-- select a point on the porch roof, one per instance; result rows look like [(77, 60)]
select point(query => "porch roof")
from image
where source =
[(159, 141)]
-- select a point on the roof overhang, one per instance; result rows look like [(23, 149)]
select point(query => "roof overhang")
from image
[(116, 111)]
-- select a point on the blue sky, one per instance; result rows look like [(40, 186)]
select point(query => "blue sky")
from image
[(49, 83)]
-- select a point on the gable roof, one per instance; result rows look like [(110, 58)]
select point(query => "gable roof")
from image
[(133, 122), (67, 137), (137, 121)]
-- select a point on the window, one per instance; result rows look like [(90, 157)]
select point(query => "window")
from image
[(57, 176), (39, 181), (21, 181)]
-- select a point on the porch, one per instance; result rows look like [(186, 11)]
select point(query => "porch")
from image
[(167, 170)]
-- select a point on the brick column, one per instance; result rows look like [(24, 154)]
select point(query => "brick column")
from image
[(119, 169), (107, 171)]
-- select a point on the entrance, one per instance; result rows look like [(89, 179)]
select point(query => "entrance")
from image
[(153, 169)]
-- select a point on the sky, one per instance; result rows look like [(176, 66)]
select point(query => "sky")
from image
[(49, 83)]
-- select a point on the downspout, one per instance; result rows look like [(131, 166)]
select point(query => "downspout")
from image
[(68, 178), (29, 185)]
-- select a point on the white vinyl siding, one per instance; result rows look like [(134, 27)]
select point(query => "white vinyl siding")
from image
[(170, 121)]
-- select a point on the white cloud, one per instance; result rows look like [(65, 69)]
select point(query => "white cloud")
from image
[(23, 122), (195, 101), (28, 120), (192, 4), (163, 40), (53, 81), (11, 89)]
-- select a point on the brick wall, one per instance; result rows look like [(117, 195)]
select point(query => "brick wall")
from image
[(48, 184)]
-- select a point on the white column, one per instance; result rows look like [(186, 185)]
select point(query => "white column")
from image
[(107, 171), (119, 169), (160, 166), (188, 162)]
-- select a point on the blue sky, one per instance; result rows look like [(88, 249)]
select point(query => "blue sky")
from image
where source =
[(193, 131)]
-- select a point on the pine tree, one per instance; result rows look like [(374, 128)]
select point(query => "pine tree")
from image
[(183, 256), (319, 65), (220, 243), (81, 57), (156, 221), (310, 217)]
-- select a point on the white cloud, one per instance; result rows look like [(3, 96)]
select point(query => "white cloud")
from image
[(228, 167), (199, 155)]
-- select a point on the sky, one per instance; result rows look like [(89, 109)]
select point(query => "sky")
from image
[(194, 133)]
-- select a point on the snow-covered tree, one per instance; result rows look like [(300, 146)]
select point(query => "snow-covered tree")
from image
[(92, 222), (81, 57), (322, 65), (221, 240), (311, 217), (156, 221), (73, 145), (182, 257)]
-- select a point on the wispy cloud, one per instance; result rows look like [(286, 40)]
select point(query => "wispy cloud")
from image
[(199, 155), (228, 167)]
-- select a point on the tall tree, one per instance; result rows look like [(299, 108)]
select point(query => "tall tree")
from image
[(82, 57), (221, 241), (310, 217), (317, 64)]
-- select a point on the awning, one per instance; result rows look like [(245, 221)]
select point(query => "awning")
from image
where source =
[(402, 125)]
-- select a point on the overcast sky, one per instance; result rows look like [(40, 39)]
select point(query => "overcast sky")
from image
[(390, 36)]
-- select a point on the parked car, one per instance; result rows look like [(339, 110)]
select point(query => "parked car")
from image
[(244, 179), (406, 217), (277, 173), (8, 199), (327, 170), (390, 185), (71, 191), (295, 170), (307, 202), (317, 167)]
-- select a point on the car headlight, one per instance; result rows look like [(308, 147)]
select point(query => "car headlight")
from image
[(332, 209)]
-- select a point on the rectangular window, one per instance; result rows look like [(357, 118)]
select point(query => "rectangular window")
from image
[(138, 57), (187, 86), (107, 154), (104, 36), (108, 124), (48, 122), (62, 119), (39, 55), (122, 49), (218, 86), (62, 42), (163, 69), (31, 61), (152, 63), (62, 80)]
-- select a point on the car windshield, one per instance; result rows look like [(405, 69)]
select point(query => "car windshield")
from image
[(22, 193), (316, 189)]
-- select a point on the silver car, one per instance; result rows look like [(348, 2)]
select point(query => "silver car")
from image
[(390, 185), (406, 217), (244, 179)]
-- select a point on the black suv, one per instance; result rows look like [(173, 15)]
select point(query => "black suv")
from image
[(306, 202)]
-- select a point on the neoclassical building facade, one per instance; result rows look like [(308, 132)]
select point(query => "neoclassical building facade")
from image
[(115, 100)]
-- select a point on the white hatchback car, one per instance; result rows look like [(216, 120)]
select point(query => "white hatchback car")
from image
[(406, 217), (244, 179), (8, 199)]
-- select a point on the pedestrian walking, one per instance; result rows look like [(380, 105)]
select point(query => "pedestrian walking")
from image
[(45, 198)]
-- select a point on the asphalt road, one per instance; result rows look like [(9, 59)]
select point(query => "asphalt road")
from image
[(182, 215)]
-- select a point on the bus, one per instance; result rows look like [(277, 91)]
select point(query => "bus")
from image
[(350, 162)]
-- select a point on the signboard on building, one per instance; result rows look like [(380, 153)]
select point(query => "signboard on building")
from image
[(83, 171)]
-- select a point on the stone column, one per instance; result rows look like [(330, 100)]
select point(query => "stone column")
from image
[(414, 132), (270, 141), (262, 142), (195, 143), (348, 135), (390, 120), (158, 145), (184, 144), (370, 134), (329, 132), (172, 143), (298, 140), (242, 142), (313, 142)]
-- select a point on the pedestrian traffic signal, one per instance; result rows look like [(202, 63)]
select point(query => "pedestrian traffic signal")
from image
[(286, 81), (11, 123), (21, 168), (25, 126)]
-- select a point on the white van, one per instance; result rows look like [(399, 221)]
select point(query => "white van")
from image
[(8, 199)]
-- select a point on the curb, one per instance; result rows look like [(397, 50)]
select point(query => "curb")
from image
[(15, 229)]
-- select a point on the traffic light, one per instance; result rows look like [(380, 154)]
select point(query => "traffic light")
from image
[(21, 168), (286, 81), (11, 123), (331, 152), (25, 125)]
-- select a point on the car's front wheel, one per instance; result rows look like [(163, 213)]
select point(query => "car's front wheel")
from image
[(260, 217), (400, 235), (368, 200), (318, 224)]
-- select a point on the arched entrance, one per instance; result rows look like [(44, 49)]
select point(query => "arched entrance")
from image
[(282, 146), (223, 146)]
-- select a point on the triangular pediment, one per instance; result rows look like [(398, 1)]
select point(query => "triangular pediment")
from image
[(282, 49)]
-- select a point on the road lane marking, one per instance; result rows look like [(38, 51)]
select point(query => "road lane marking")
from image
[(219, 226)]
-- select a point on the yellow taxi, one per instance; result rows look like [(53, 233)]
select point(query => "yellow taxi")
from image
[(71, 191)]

○ ○ ○ ○ ○

**WHAT IS EXPECTED**
Please reproduce the entire listing above line for line, with no changes.

**REPLY TO THE EXERCISE**
-- select a point on the porch roof, one per instance; result rows look like [(77, 60)]
select point(query => "porch roof")
from image
where source =
[(159, 141)]
-- select a point on the roof overhang, one per instance; result rows look like [(23, 149)]
select point(query => "roof overhang")
from image
[(116, 111)]
-- select a point on the blue sky, one per instance; result rows look like [(40, 186)]
select point(query => "blue sky")
from image
[(49, 83)]
-- select a point on the gable roof, one per instance; result rows look like [(110, 58)]
select point(query => "gable roof")
from image
[(133, 122), (67, 137), (137, 121)]
-- select a point on the window, one per instance; result rows look like [(90, 157)]
select point(query => "window")
from image
[(57, 176), (39, 181), (21, 181)]
-- select a point on the porch, one per instance; result rows look like [(186, 11)]
select point(query => "porch")
from image
[(167, 170)]
-- select a point on the brick column, one per instance; result rows look like [(24, 154)]
select point(query => "brick column")
from image
[(119, 169), (107, 171)]
-- select a point on the entrance, one per instance; result rows look like [(89, 179)]
select point(query => "entrance")
from image
[(153, 169)]
-- select a point on the sky, one per instance; result rows look like [(176, 66)]
select point(query => "sky")
from image
[(49, 83)]
-- select a point on the downspout, one per instance; result rows look like [(131, 166)]
select point(query => "downspout")
from image
[(68, 178), (29, 185)]
-- select a point on the white vinyl siding, one per instance; result rows look like [(134, 27)]
select point(query => "white vinyl siding")
from image
[(170, 121)]
-- select a point on the white cloud, one per instance; result rows look like [(65, 69)]
select point(query => "white cloud")
from image
[(23, 122), (195, 101), (28, 120), (192, 4), (163, 40), (53, 81), (11, 89)]
-- select a point on the brick wall, one per instance; result rows look like [(117, 195)]
select point(query => "brick wall")
from image
[(48, 184)]
-- select a point on the white column, one per instance; result rows look like [(186, 185)]
select point(query => "white column")
from image
[(107, 171), (119, 169), (160, 166), (188, 162)]
-- select a point on the blue sky, one per instance; result rows look like [(88, 249)]
select point(query => "blue sky")
from image
where source =
[(193, 131)]
-- select a point on the pine tree, one per instance; result rows look like [(374, 128)]
select point(query => "pine tree")
from image
[(183, 256), (319, 65), (220, 243), (81, 57), (156, 221), (310, 217)]
-- select a point on the white cloud, one per instance; result rows look like [(3, 96)]
select point(query => "white cloud")
from image
[(228, 167), (199, 155)]
-- select a point on the sky, one per instance; result rows look like [(89, 109)]
select point(query => "sky")
from image
[(194, 133)]
-- select a point on the snow-covered tree, one per instance; result rows look like [(300, 146)]
select point(query => "snow-covered tree")
from image
[(92, 222), (81, 57), (322, 65), (221, 240), (311, 217), (156, 221), (73, 145), (182, 257)]
-- select a point on the wispy cloud, one per instance; result rows look like [(286, 40)]
select point(query => "wispy cloud")
from image
[(199, 155), (228, 167)]
-- select a point on the tall tree, one per instance; result rows look like [(299, 108)]
select point(query => "tall tree")
from image
[(82, 57), (221, 241), (310, 217), (317, 64)]
-- select a point on the awning, one per instance; result rows look like [(245, 221)]
select point(query => "awning")
from image
where source =
[(402, 125)]
-- select a point on the overcast sky, one per instance; result rows look like [(40, 39)]
select point(query => "overcast sky")
from image
[(390, 36)]
-- select a point on the parked car, one per instance; result rows look like [(339, 110)]
select point(query => "parked car")
from image
[(244, 179), (406, 217), (277, 173), (8, 199), (327, 170), (390, 185), (71, 191), (295, 170), (307, 202), (317, 167)]
-- select a point on the car headlight, one per instance; result rows look like [(308, 147)]
select point(query => "car headlight")
from image
[(332, 209)]
-- select a point on the rectangular window, one per instance; result rows look like [(357, 118)]
select point(query => "rectangular window")
from image
[(138, 57), (187, 86), (107, 154), (104, 36), (108, 124), (48, 122), (62, 119), (39, 55), (122, 49), (218, 86), (62, 42), (163, 69), (31, 61), (152, 63), (62, 80)]
-- select a point on the car windshield, one per instance; result rows look like [(405, 69)]
select point(query => "car windshield")
from image
[(22, 193), (316, 189)]
-- select a point on the silver car, one per instance; result rows look like [(348, 2)]
select point(query => "silver car")
from image
[(390, 185), (406, 217), (244, 179)]
-- select a point on the black suv, one per instance; result rows look like [(173, 15)]
select point(query => "black suv")
from image
[(306, 202)]
-- select a point on the neoclassical building facade, one per instance; result rows look like [(308, 132)]
select point(query => "neoclassical building facade")
from image
[(115, 100)]
-- select a point on the white hatchback car, one per instance; result rows look like [(216, 120)]
select point(query => "white hatchback car")
from image
[(406, 217), (244, 179), (8, 199)]
-- select a point on the pedestrian walking, one per instance; result rows look like [(380, 105)]
select point(query => "pedestrian walking")
from image
[(45, 198)]
-- select a point on the asphalt road, one per instance; result rows look like [(9, 59)]
select point(query => "asphalt road")
from image
[(182, 215)]
-- select a point on the bus, one per instance; result rows look like [(277, 91)]
select point(query => "bus")
from image
[(350, 162)]
-- select a point on the signboard on building, one per instance; result rows look like [(380, 153)]
select point(query => "signboard on building")
from image
[(83, 171)]
-- select a point on the stone column, one per instance; result rows look like [(330, 100)]
select point(query => "stone column")
from image
[(414, 132), (270, 141), (262, 142), (195, 143), (348, 135), (390, 120), (158, 145), (184, 144), (370, 134), (329, 132), (172, 143), (298, 140), (242, 142), (313, 142)]
-- select a point on the pedestrian traffic signal, one per instance; result rows look like [(202, 63)]
select point(query => "pedestrian traffic signal")
from image
[(286, 81), (11, 123), (21, 168), (25, 126)]
-- select a point on the white van, one per instance; result rows look like [(399, 221)]
select point(query => "white van")
from image
[(8, 199)]
-- select a point on the curb, one per instance; result rows look like [(397, 50)]
select point(query => "curb")
from image
[(15, 229)]
-- select a point on the traffic light, one per instance; result rows look like [(380, 154)]
select point(query => "traffic light")
from image
[(21, 168), (286, 81), (11, 123), (331, 152), (25, 125)]
-- select a point on the car's front wheel, one per instance; result rows look like [(163, 213)]
select point(query => "car's front wheel")
from image
[(260, 217), (400, 235), (368, 200), (318, 224)]
-- select a point on the arched entrance, one per instance; result rows look like [(44, 49)]
select point(query => "arched entrance")
from image
[(282, 146), (223, 146)]
-- select a point on the triangular pediment, one per instance; result rows look like [(398, 1)]
select point(query => "triangular pediment")
from image
[(282, 49)]
-- select a point on the road lane marking, one per instance; result rows look like [(38, 51)]
select point(query => "road lane marking")
from image
[(219, 226)]
-- select a point on the yellow taxi, one per instance; result rows look like [(53, 233)]
select point(query => "yellow taxi")
from image
[(71, 191)]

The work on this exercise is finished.